*Document source*.
━━━━━━━━━━━━━━━━━━━━

Lettre ouverte au Président de la République
Une profession silencieuse, peu syndiquée ce qui est certainement lié au fait que l’assistante sociale côtoie toute la journée des personnes: adultes, personnes âgées ou enfants ayant des difficultés. Voilà pourquoi nous n’osons pas nous plaindre de notre propre situation qui nous semble souvent privilégiée par rapport à ce que nous entendons et voyons.
Accueillir, entendre, écouter, réconforter, soutenir, analyser, orienter, accompagner, évaluer, faire des choix, prendre des décisions, proposer…Des savoirs faire et des compétences qui résument le travail de cette profession.
Nous affirmons que le travail social relève bien de la compétence de professionnels formés et ne peut être laissé à la charge de bénévoles, comme certains le souhaiteraient.
La formation, parlons-en ! :
Trois années d’études dans une école spécialisée pour une partie d’entre nous, quatre années à l ‘époque des plus anciennes, et, de fait, pour de nombreuses collègues car le concours d’entrée ne pouvait être passé à l’issue de la terminale.
Qu’en est-il aujourd’hui ? Quelle reconnaissance pour le diplôme d’assistant de service social ? Un niveau BAC + 2 quand la formation dure 3 ans aujourd’hui!
Pouvez-vous nous dire, monsieur le Président, où sont passées les deux autres années de formation effectuées ? N’auraient-elles pas existé ??

━━━━━━━━━━━━━━━━━━━━

*Travail à faire*.
1. Restituez à l'identique le passage de la lettre ouverte sur le métier d'assistante sociale, de « Qu’en est-il aujourd’hui » à « pas existé ?? ».
2. Reprenez la lettre ouverte des assistantes sociales au Président de la République à partir de sa dernière phrase et poursuivez-en la rédaction.

━━━━━━━━━━━━━━━━━━━━

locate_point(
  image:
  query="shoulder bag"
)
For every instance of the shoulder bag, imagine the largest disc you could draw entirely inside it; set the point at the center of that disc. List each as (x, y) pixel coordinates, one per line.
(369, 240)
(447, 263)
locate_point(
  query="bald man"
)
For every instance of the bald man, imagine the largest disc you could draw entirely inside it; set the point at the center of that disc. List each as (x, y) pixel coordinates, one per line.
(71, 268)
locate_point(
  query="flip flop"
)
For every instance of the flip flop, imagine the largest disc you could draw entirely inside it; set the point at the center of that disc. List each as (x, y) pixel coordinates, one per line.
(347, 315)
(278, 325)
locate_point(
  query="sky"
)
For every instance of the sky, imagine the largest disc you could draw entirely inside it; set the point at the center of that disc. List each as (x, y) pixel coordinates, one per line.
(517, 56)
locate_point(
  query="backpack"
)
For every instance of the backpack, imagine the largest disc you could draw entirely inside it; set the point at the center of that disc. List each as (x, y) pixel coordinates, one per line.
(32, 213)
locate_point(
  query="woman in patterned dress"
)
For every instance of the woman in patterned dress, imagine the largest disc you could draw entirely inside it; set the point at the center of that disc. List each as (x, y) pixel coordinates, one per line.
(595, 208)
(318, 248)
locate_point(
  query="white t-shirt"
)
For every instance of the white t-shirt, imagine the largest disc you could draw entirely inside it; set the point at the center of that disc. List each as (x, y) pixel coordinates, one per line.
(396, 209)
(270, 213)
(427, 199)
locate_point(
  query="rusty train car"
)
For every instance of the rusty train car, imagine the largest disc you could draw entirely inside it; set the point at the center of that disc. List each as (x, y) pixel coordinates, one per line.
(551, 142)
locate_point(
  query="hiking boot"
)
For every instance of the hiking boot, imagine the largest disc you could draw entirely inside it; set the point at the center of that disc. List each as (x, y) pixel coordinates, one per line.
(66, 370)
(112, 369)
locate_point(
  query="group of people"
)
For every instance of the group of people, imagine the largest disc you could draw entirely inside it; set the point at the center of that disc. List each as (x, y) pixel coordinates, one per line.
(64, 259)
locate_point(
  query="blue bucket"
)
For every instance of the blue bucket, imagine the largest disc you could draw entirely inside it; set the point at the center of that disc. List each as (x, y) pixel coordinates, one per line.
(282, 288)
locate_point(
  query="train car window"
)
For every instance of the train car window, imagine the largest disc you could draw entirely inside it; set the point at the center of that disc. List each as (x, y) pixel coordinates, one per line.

━━━━━━━━━━━━━━━━━━━━

*Réponses par consigne*.
1.
Qu’en est-il aujourd’hui ? Quelle reconnaissance pour le diplôme d’assistant de service social ? Un niveau BAC + 2 quand la formation dure 3 ans aujourd’hui!
Pouvez-vous nous dire, monsieur le Président, où sont passées les deux autres années de formation effectuées ? N’auraient-elles pas existé ??

2.
Dans un gouvernement où les plus riches voient augmenter chaque année leur fortune alors que l’on nous parle de crise, l’assistante sociale accompagne les plus démunis, tous ceux laissés au ban de la société pour lesquels le quotidien se résume à d’avantage de misère.
Nous en voulons pour exemple, la baisse des APL : ne trouvez-vous pas cette mesure méprisante et injuste pour les étudiants, les familles mono parentales vivant avec des minima sociaux, les retraités aux faibles pensions perçues après des années de cotisations souvent gagnées au prix d’un dur labeur, les contrats de travail précaires ?
Nous vous invitons, monsieur le Président, à vivre avec un SMIC Net de 1139 euros, voire moins pour les contrats de travail à temps partiel, quand vous aurez payé votre loyer, vos factures d’énergie, vos frais de transports…Bien entendu nous ne vous parlons même pas de loisirs car avec ces faibles revenus, il ne reste pas de budget pour ce projet.
Les budgets baissent partout et, de fait, les aides légales à apporter aux plus démunis.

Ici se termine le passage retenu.